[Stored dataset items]
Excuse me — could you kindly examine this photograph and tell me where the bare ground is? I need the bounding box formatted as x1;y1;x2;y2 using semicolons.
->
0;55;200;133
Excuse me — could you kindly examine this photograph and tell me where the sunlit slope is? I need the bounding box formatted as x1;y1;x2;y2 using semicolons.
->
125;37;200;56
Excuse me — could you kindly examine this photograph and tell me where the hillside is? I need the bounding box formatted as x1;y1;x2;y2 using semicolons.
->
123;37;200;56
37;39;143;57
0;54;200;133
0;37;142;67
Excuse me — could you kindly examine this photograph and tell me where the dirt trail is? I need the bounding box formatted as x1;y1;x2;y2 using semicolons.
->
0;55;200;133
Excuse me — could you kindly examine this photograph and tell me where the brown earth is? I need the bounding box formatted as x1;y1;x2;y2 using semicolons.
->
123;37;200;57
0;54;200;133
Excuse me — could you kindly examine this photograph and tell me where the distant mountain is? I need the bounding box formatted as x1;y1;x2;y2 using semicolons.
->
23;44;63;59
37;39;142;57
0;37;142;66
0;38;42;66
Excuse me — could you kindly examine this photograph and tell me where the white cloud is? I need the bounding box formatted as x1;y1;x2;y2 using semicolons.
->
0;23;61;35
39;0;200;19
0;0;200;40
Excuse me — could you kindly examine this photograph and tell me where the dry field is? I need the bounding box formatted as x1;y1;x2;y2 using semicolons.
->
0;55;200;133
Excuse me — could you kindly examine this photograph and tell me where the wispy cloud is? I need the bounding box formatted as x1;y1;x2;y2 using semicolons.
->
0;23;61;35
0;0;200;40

GIVEN PROBLEM: Copy all of the items above word for word, changing nothing.

WRITTEN RESPONSE:
Excuse me — could you kindly examine this photograph and tell me where the bare ground is? I need the bounding box formatted as x1;y1;x2;y2 using semicolons.
->
0;55;200;133
Excuse me — could you kindly examine this photograph and tell me where the sunlit slope is? I need the bounding box formatted as x1;y1;x2;y2 using semicolons.
->
125;37;200;56
Excuse me — could you kindly examine this photograph and tell me where the hillside is? I need the bounding box formatted as x1;y1;x2;y2 using semicolons.
->
123;37;200;56
37;39;143;57
0;54;200;133
0;37;142;67
Excuse me — could you kindly examine this photograph and tell me where the dirt trail is? I need the bounding box formatted as x1;y1;x2;y2 using semicolons.
->
0;55;200;133
Excuse me — could you kindly examine this photograph and tell me where the brown earth is? I need the bounding box formatted as x1;y1;x2;y2 using semicolons.
->
123;37;200;57
0;54;200;133
Excuse me — could you kindly examine this photograph and tell me where the distant mountain is? I need the bounding box formatted as x1;y1;x2;y2 using semicolons.
->
23;44;63;59
37;39;142;57
0;37;142;66
0;38;42;66
Excuse me — could you kindly examine this photograph and tell me where the white cloud is? I need the bounding box formatted as x1;y1;x2;y2 using semicolons.
->
0;23;61;35
39;0;200;19
0;0;200;40
Excuse me — could you kindly examine this photograph and tell me where the dry field is? I need the bounding box formatted as x1;y1;x2;y2 using semicolons.
->
0;55;200;133
Excuse me — could you kindly examine this photograph and tell me where the wispy cloud is? I need the bounding box formatted as x1;y1;x2;y2 using semicolons.
->
0;23;61;35
0;0;200;40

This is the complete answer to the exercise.